### What is asked
Answer these from the interview with Gerry Duggan:
1. Which comic focuses on the mutants' turn as pirates?
2. At which convention was the interview held?
3. In what city is the X-summit taking place?

### Reading text
_ _ _ _
The role that Gerry Duggan has played within the Marvel Universe is a fascinating one to examine. He’s done it all, from Fantastic Four one-shots to cracks at a solo character like Deadpool, and even spearheading a major event with Guardians of the Galaxy and Infinity Countdown, which led to Infinity Wars.
He’s one-size-fits-all; he can obviously do everything. And he continues that streak with his work in the mutant line of books, Marauders and the upcoming Cable. You’d be hard-pressed to find someone who doesn’t like Marauders, a fun adventure book focusing on the mutants’ turn as pirates. It’s a hilarious comic, and it looks like Cable will follow suit.
I sat down with Gerry, clad in sunglasses and excited to talk about his work, at the recent C2E2 convention. Enjoy!
The Beat: I heard you guys have got an X-summit here in Chicago.
Gerry Duggan: It actually starts today. We’re gonna wrap out of here early and meet up.
The Beat: I assume you guys will be talking about X of Swords?
_ _ _ _
### Records provided
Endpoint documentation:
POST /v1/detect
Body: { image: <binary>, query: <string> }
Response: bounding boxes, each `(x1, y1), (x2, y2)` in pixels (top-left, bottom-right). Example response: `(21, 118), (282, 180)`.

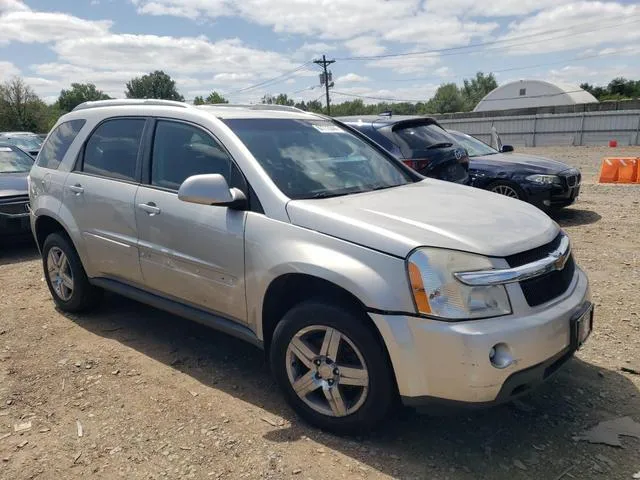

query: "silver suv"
(30, 100), (593, 432)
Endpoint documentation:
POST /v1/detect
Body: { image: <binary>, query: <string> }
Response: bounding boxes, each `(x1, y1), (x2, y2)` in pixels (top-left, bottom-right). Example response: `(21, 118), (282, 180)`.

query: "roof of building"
(474, 80), (598, 111)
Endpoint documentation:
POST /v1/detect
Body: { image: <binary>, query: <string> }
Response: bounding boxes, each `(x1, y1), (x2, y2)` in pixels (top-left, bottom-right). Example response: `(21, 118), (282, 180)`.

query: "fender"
(245, 212), (415, 339)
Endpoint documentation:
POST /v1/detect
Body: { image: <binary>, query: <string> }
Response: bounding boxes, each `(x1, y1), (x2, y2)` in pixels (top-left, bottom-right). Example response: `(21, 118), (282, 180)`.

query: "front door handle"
(138, 202), (160, 217)
(69, 183), (84, 196)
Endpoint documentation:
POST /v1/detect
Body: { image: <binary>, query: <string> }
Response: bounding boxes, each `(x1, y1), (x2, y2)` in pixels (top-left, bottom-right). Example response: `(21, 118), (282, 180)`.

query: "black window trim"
(140, 117), (264, 213)
(33, 118), (87, 171)
(71, 115), (151, 185)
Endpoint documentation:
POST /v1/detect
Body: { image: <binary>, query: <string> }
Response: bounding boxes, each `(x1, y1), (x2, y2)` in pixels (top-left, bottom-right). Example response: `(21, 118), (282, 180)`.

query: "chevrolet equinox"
(29, 100), (593, 433)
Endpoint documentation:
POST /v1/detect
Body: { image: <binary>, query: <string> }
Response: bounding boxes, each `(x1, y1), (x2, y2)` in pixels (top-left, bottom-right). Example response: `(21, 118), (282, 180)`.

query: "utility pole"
(313, 55), (336, 115)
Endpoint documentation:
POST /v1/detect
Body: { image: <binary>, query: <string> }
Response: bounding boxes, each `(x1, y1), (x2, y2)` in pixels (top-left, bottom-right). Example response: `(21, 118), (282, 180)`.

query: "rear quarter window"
(36, 120), (86, 170)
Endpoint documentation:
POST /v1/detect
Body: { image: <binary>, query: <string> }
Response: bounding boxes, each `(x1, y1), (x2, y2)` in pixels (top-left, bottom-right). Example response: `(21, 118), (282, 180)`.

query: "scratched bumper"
(370, 268), (590, 406)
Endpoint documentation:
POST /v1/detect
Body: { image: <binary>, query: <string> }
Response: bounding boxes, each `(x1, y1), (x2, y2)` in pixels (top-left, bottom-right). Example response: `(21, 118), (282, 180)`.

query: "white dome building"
(473, 80), (598, 112)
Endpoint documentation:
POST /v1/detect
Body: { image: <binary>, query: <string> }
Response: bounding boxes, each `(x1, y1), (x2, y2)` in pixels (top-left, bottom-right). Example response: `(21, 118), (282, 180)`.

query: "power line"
(223, 62), (311, 95)
(386, 48), (626, 82)
(333, 90), (424, 103)
(313, 55), (336, 115)
(336, 15), (640, 61)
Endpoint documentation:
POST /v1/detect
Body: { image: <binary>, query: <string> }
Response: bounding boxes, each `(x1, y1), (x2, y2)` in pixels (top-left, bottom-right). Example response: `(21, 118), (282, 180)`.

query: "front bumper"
(0, 213), (31, 238)
(523, 182), (580, 209)
(370, 268), (591, 406)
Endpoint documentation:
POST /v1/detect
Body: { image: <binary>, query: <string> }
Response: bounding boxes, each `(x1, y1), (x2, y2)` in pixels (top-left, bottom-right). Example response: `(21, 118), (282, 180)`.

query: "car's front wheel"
(42, 233), (102, 312)
(270, 301), (395, 434)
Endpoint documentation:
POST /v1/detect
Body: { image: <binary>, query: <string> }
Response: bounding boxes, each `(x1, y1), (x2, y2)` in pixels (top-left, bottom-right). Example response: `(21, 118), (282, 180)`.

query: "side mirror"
(178, 173), (247, 210)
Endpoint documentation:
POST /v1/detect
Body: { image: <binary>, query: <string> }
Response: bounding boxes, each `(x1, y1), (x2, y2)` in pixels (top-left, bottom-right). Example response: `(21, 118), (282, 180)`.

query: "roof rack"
(198, 103), (307, 113)
(72, 98), (190, 112)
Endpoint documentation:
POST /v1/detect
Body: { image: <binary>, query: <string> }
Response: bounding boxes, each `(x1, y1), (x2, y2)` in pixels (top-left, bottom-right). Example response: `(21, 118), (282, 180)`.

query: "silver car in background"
(30, 100), (593, 433)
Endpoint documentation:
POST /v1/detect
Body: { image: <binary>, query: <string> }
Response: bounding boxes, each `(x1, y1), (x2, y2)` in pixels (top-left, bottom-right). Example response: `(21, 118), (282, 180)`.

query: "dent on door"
(136, 190), (246, 321)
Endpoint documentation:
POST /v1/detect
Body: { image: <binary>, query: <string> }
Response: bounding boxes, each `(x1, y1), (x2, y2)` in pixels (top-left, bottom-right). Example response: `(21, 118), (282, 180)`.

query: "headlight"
(407, 248), (511, 320)
(525, 175), (562, 185)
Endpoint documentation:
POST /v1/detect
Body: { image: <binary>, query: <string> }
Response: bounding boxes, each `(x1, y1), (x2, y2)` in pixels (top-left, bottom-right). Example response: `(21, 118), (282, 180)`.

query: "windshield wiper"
(301, 190), (363, 200)
(427, 142), (453, 150)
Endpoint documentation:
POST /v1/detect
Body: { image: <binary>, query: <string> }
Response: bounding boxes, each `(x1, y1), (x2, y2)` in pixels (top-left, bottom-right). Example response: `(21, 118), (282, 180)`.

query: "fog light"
(489, 343), (514, 369)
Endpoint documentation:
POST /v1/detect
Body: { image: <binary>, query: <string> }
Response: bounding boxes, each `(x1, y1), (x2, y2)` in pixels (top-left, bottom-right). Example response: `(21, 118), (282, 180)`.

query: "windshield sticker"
(312, 123), (342, 133)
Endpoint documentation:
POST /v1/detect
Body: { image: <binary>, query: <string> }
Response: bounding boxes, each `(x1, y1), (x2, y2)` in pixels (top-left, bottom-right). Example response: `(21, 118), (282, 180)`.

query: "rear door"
(135, 119), (247, 322)
(63, 117), (147, 283)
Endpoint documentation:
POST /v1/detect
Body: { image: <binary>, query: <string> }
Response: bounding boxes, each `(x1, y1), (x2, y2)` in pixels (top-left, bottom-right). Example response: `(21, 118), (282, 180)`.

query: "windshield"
(0, 147), (33, 173)
(225, 119), (413, 199)
(449, 131), (499, 157)
(393, 123), (453, 153)
(2, 135), (42, 151)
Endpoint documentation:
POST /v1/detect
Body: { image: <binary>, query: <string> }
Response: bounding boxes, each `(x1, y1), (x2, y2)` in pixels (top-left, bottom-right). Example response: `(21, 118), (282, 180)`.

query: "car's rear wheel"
(487, 181), (524, 200)
(42, 233), (102, 312)
(270, 300), (395, 434)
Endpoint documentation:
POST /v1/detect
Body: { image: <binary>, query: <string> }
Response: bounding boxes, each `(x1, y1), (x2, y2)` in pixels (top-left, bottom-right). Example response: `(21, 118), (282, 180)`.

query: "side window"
(151, 120), (232, 190)
(37, 120), (86, 170)
(82, 118), (146, 181)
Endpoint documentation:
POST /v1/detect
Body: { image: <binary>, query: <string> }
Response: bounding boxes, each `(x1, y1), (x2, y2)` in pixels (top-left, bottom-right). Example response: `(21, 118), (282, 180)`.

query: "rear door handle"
(138, 202), (160, 217)
(69, 183), (84, 195)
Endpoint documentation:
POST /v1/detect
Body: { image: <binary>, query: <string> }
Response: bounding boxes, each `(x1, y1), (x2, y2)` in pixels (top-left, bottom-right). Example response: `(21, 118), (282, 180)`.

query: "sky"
(0, 0), (640, 103)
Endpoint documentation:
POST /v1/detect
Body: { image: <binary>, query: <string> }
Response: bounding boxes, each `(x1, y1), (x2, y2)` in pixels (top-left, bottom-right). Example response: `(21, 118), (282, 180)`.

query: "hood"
(0, 172), (29, 199)
(469, 153), (571, 174)
(287, 179), (559, 257)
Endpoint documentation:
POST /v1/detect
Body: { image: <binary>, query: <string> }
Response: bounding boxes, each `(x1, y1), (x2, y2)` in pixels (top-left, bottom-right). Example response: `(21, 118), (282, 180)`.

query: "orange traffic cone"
(599, 157), (640, 183)
(618, 158), (638, 183)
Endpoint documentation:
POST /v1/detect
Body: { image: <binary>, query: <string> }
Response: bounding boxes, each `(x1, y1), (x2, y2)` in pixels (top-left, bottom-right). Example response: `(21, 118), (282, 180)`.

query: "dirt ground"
(0, 147), (640, 480)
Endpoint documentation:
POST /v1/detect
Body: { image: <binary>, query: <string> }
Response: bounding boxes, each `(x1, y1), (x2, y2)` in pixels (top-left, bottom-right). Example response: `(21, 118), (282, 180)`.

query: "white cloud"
(435, 66), (453, 78)
(500, 1), (640, 55)
(0, 61), (21, 81)
(367, 54), (440, 73)
(425, 0), (571, 17)
(0, 11), (111, 45)
(336, 73), (371, 85)
(383, 15), (499, 49)
(53, 34), (295, 75)
(0, 0), (30, 13)
(132, 0), (229, 20)
(344, 35), (386, 57)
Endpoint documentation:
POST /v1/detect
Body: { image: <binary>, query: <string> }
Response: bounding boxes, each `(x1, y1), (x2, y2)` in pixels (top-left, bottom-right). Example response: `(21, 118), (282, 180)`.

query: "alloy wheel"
(47, 247), (73, 302)
(286, 325), (369, 417)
_ _ _ _
### In response
1. Marauders
2. C2E2
3. Chicago